■ Job
Please list every JSON file path that the tile benchmark notebook below opens and reads.

■ Text segment
--- START ---

# Tile Generation Benchmarks across Data Formats

## Explanation

In this notebook we compare the performance of tiling CMIP6 data stored as COG, NetCDF and Zarr. In order to tile the NetCDF, we use a kerchunk reference file. You are able to use the ZarrReader with NetCDF directly, however you cannot read more than file at once which makes it incomparable with the pgSTAC+COG and Zarr methods.

## Setup

In [None]:
%%capture
!pip install -r ../requirements.txt

In [1]:
%load_ext autoreload
%autoreload
import json
import pandas as pd
from cog_tile_test import CogTileTest
from xarray_tile_test import XarrayTileTest
import sys; sys.path.append('..')
import helpers.eodc_hub_role as eodc_hub_role
import helpers.dataframe as dataframe_helpers
import warnings
warnings.filterwarnings('ignore')

In [2]:
credentials = eodc_hub_role.fetch_and_set_credentials()

Below we only load the CMIP6 Zarr dataset which has the same chunk structure as the original NetCDF data.

In [3]:
# Run 3 iterations of each setting
iterations = 3
zooms = range(12)
cog_dataset_id, cog_dataset = list(json.loads(open('../01-generate-datasets/cmip6-pgstac/cog-datasets.json').read()).items())[0]

In [4]:
kerchunk_dataset_id, kerchunk_dataset = list(json.loads(open('../01-generate-datasets/cmip6-kerchunk-dataset.json').read()).items())[0]

In [5]:
zarr_datasets = json.loads(open('../01-generate-datasets/cmip6-zarr-datasets.json').read())

--- END ---

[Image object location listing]
--- START ---

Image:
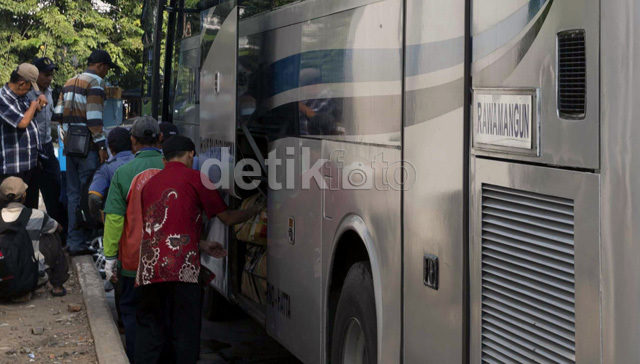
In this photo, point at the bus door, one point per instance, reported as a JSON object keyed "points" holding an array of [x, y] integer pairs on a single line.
{"points": [[218, 112]]}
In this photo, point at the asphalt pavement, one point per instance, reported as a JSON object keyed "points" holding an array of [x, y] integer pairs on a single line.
{"points": [[237, 341]]}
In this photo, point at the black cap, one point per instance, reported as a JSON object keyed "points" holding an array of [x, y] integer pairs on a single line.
{"points": [[168, 130], [119, 139], [178, 143], [101, 56], [45, 64]]}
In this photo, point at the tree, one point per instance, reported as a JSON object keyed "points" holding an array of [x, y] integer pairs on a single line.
{"points": [[67, 31]]}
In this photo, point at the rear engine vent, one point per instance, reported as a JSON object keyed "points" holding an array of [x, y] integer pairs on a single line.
{"points": [[528, 282], [572, 74]]}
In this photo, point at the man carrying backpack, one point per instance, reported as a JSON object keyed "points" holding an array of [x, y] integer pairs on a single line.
{"points": [[23, 238]]}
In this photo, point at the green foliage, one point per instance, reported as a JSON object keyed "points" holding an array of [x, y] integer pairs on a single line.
{"points": [[67, 31]]}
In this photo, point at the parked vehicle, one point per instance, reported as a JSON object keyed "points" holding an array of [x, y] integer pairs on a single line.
{"points": [[473, 165]]}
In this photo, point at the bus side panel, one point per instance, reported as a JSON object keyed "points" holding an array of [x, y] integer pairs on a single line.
{"points": [[433, 202], [379, 210], [294, 295], [620, 80]]}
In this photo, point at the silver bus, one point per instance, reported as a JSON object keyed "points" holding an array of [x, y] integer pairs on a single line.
{"points": [[472, 163]]}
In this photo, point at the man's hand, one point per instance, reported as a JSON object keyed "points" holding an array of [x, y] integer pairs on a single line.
{"points": [[213, 248], [42, 100], [35, 104], [110, 270], [103, 155]]}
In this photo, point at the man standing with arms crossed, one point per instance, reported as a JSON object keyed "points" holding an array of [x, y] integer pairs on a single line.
{"points": [[123, 220], [50, 171], [81, 103], [18, 131]]}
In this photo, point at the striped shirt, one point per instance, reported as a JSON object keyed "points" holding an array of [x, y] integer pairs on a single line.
{"points": [[39, 224], [18, 147], [81, 102]]}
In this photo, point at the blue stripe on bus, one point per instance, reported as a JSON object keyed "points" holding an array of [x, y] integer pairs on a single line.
{"points": [[500, 34]]}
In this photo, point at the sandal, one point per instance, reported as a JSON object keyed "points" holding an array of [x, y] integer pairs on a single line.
{"points": [[59, 294]]}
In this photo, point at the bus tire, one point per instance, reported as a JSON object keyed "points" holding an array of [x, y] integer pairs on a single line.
{"points": [[216, 307], [355, 332]]}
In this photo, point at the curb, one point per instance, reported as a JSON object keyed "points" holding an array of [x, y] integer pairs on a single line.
{"points": [[106, 338]]}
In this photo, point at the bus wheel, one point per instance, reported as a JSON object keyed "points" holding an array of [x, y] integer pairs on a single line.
{"points": [[355, 333]]}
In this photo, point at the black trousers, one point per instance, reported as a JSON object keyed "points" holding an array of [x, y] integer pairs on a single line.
{"points": [[169, 314], [51, 249], [51, 185], [32, 179]]}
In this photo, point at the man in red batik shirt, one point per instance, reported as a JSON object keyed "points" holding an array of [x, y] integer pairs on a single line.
{"points": [[174, 203]]}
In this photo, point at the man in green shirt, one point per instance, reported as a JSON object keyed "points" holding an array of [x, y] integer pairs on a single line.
{"points": [[123, 221]]}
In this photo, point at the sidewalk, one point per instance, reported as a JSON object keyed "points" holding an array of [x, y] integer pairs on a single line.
{"points": [[44, 330]]}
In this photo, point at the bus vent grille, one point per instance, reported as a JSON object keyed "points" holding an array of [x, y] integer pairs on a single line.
{"points": [[528, 283], [572, 74]]}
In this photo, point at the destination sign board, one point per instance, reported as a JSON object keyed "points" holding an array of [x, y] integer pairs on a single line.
{"points": [[505, 120]]}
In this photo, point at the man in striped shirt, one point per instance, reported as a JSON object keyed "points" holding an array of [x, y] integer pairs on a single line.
{"points": [[19, 143], [81, 102]]}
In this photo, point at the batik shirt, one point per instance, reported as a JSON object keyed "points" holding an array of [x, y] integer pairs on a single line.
{"points": [[173, 204]]}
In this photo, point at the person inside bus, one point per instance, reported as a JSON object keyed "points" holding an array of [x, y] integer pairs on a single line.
{"points": [[174, 204]]}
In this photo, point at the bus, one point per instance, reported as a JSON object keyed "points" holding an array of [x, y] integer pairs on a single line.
{"points": [[446, 181]]}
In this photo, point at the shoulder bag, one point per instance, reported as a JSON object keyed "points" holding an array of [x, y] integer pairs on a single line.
{"points": [[78, 137]]}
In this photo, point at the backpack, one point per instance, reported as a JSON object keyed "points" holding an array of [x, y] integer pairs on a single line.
{"points": [[84, 219], [18, 264]]}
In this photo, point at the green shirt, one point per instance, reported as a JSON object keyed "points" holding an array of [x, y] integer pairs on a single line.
{"points": [[116, 205]]}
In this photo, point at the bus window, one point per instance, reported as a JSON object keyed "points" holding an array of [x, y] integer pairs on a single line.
{"points": [[278, 3], [249, 8]]}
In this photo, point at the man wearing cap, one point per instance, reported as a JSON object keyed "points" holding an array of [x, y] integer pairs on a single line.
{"points": [[18, 131], [13, 192], [50, 166], [119, 142], [169, 130], [175, 203], [81, 103], [123, 220]]}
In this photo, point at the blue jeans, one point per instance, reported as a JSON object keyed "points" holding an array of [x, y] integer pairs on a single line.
{"points": [[79, 171], [50, 187], [129, 298]]}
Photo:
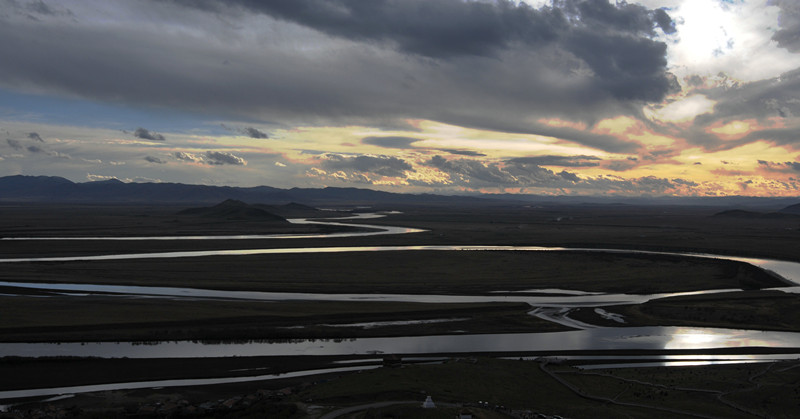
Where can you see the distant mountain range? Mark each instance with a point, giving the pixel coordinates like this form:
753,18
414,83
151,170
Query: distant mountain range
52,189
41,189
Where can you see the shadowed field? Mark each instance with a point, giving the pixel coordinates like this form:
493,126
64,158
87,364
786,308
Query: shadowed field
29,315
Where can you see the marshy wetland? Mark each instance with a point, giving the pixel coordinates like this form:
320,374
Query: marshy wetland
496,295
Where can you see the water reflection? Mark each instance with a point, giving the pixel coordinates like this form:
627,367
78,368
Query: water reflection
602,339
533,300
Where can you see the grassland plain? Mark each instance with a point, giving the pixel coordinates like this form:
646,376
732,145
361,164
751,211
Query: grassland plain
524,385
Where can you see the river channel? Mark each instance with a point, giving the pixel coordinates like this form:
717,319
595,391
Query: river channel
548,304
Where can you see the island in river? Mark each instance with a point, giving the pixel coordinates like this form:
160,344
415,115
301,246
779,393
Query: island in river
511,283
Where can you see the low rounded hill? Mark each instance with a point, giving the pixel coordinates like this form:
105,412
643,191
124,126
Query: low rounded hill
233,209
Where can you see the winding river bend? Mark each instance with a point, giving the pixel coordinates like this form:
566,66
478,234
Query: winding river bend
543,305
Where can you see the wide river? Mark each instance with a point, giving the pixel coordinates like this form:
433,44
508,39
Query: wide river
549,304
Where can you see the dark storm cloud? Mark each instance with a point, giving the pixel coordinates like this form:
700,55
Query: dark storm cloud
487,65
383,166
462,152
563,161
156,160
221,157
613,39
476,174
254,133
763,100
663,21
402,143
788,36
16,145
147,135
473,172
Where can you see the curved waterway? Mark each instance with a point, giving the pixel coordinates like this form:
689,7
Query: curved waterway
551,304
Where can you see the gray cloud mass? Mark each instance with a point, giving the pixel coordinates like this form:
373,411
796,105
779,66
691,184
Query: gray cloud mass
147,135
487,65
383,166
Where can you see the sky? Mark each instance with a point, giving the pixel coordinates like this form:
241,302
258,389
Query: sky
548,97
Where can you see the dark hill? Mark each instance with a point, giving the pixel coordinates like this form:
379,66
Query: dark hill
753,215
739,214
791,209
233,209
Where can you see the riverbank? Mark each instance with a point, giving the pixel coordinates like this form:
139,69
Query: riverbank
483,386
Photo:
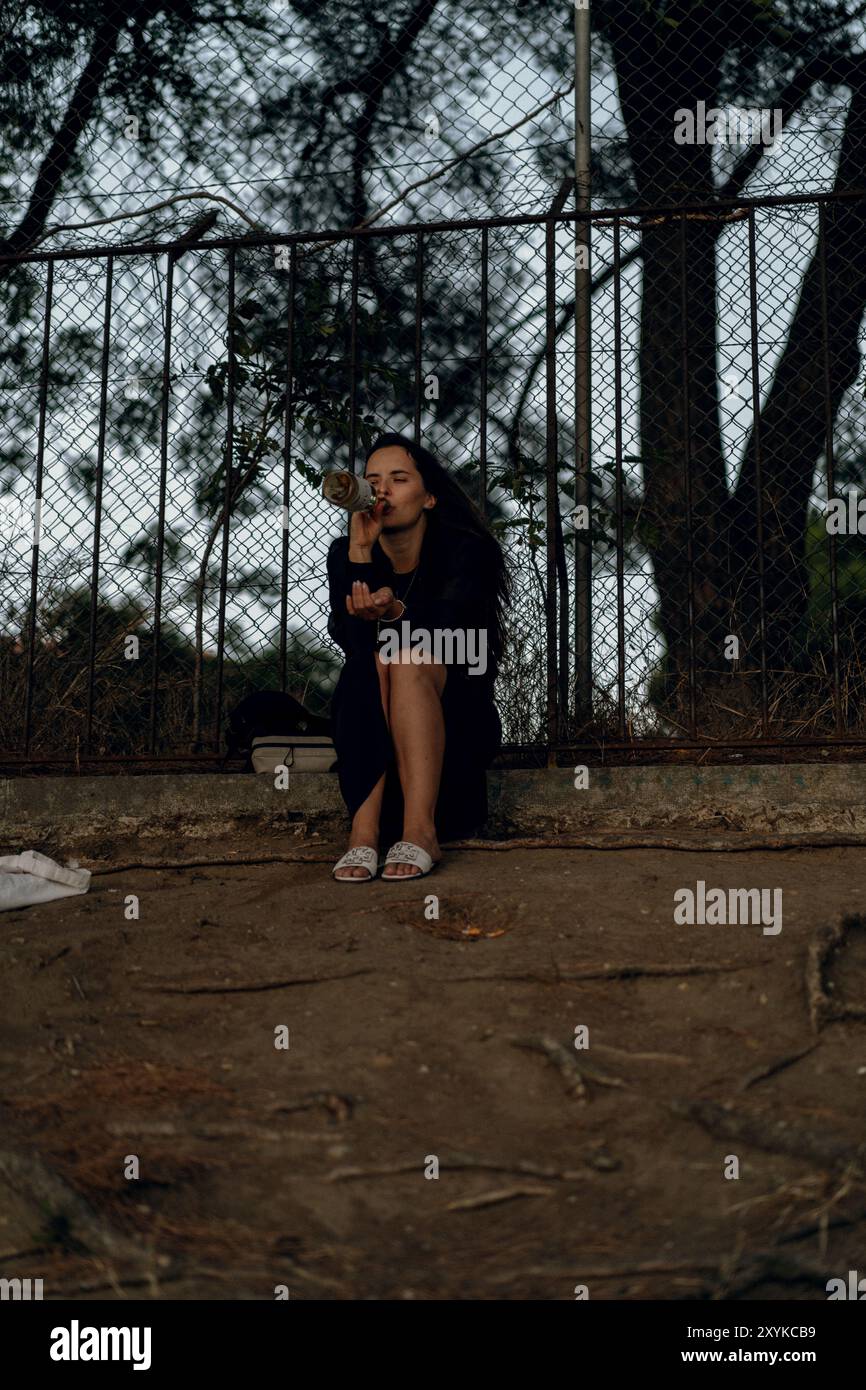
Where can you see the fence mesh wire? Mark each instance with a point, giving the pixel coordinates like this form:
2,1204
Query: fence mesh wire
722,603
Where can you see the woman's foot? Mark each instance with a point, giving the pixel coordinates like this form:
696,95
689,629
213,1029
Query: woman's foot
423,836
362,834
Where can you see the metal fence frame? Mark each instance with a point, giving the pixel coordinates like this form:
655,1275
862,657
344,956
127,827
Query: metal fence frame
559,684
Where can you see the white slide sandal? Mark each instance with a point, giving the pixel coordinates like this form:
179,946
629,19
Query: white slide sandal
405,852
359,858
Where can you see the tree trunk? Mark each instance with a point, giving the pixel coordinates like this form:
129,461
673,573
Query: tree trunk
793,423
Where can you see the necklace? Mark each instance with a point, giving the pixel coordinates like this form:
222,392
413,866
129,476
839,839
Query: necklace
399,598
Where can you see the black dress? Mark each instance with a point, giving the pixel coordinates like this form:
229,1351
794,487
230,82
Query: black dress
446,594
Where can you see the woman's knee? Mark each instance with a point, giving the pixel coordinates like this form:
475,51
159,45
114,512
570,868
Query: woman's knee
407,676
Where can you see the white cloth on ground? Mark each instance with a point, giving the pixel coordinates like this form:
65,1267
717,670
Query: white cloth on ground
31,877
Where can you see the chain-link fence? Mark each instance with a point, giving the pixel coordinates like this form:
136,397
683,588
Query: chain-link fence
173,458
168,175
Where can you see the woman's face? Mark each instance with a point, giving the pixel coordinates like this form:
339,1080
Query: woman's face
396,480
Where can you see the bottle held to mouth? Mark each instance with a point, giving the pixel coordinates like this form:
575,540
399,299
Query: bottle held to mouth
349,491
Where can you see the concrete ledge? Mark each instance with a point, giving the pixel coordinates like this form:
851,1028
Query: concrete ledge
799,797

--- END ---

■ Solved problem
- ../01-generate-datasets/cmip6-pgstac/cog-datasets.json
- ../01-generate-datasets/cmip6-kerchunk-dataset.json
- ../01-generate-datasets/cmip6-zarr-datasets.json